+++ Excerpt to read +++
The material, as the link between the product and the ecosystems, generates the main environmental impacts that deteriorate the environment. But can some materials be considered sustainable and others unsustainable? Not if we do not first consider their entire life cycle: their use, manufacture, and disposal. Materials can be natural or synthetic, virgin or recycled, but their ecology depends more on their design than their composition. Is aluminum or plastic more ecological? Is cardboard a sustainable material? Are renewable materials the solution? It will depend on their function. There are no one-size-fits-all solutions. Materials often have a reputation that hides prejudices and half-truths. Some seem very environmentally friendly until their origin and manipulation reveal themselves. Others, on the other hand, have the reputation of being harmful to the environment when, in fact, they have unusual environmental qualities. As always, you have to get the big picture to know how to choose.


Let us digress to understand the concept of ecology. Ecology is not just about living things. Ecology is the world around us, the world we live in, the world we are part of, and the world we design.
+++ Raw data +++
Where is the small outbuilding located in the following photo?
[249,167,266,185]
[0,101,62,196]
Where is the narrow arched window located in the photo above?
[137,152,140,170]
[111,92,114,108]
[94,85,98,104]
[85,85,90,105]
+++
▶ [Stated goal] From the excerpt on sustainable materials, copy out word for word the section starting with "Let us digress" and going on through "world we design.". Answer from the excerpt on sustainable materials alone, not from the material.

▶ [Task answer]
Let us digress to understand the concept of ecology. Ecology is not just about living things. Ecology is the world around us, the world we live in, the world we are part of, and the world we design.